Region pointing data:
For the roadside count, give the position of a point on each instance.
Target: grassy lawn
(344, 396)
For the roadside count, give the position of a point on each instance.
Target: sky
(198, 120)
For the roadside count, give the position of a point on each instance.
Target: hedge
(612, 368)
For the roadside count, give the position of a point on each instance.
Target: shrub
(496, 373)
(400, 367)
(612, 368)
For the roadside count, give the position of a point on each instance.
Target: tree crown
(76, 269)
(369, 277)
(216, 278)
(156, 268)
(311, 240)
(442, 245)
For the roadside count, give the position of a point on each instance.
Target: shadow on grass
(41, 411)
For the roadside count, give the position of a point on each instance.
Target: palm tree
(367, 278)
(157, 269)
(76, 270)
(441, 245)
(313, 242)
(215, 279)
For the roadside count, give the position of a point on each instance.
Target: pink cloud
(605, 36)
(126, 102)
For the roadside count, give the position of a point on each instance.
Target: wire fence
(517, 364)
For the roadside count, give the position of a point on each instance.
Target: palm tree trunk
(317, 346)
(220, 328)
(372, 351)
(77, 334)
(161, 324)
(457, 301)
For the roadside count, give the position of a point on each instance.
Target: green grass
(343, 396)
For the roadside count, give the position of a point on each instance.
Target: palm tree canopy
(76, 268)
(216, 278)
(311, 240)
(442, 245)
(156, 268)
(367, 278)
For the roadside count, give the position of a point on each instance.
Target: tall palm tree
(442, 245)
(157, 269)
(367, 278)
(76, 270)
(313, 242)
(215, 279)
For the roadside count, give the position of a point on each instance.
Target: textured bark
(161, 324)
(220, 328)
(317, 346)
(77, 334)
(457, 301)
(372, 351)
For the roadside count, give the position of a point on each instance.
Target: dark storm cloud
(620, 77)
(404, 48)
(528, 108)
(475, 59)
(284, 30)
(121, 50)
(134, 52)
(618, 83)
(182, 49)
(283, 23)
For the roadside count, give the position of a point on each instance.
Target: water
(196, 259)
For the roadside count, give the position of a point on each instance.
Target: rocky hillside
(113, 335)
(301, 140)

What is expected =
Restate the records in full, keeping every word as it is.

Completed task =
For the roadside count, give the position of a point on each instance.
Target: grassy lawn
(344, 396)
For the roadside count, give the position of a point on each instance.
Target: sky
(198, 120)
For the roadside count, give the position of a point on each instance.
Target: hedge
(612, 368)
For the roadside count, give the position of a point on each instance.
Target: shrub
(496, 373)
(400, 367)
(612, 368)
For the roadside count, give the position of a point on each instance.
Target: tree crown
(76, 269)
(369, 277)
(216, 278)
(156, 268)
(311, 240)
(442, 245)
For the roadside count, give the position of a point on each instance.
Target: shadow on grass
(41, 411)
For the roadside count, give the position of a point on each instance.
Target: palm tree
(367, 278)
(157, 269)
(76, 270)
(441, 245)
(313, 242)
(215, 279)
For the roadside count, give the position of a point on each instance.
Target: pink cloud
(605, 36)
(126, 102)
For the roadside count, give the position of a point on each instance.
Target: wire fence
(517, 364)
For the roadside count, give the position of a point on each instance.
Target: palm tree trunk
(317, 346)
(220, 328)
(372, 351)
(77, 334)
(161, 324)
(457, 301)
For the roadside count, give the position of a point on each instance.
Target: green grass
(343, 396)
For the roadside count, give the position of a point on each instance.
Target: palm tree canopy
(76, 268)
(216, 278)
(311, 240)
(442, 245)
(156, 268)
(367, 278)
For the roadside count, give the position of a point on each instance.
Target: tall palm tree
(442, 245)
(157, 269)
(367, 278)
(76, 270)
(313, 242)
(215, 279)
For the roadside count, give the position of a point on each instance.
Target: textured bark
(161, 324)
(220, 328)
(317, 346)
(77, 334)
(457, 301)
(372, 351)
For the roadside count, give the position of a point on each instance.
Target: dark storm cloud
(620, 77)
(404, 48)
(528, 108)
(475, 59)
(284, 30)
(121, 50)
(134, 52)
(618, 83)
(182, 49)
(283, 23)
For the roadside count, give the position of a point on each instance.
Target: water
(196, 259)
For the roadside count, give the position of a point on each instance.
Target: rocky hillside
(113, 335)
(301, 140)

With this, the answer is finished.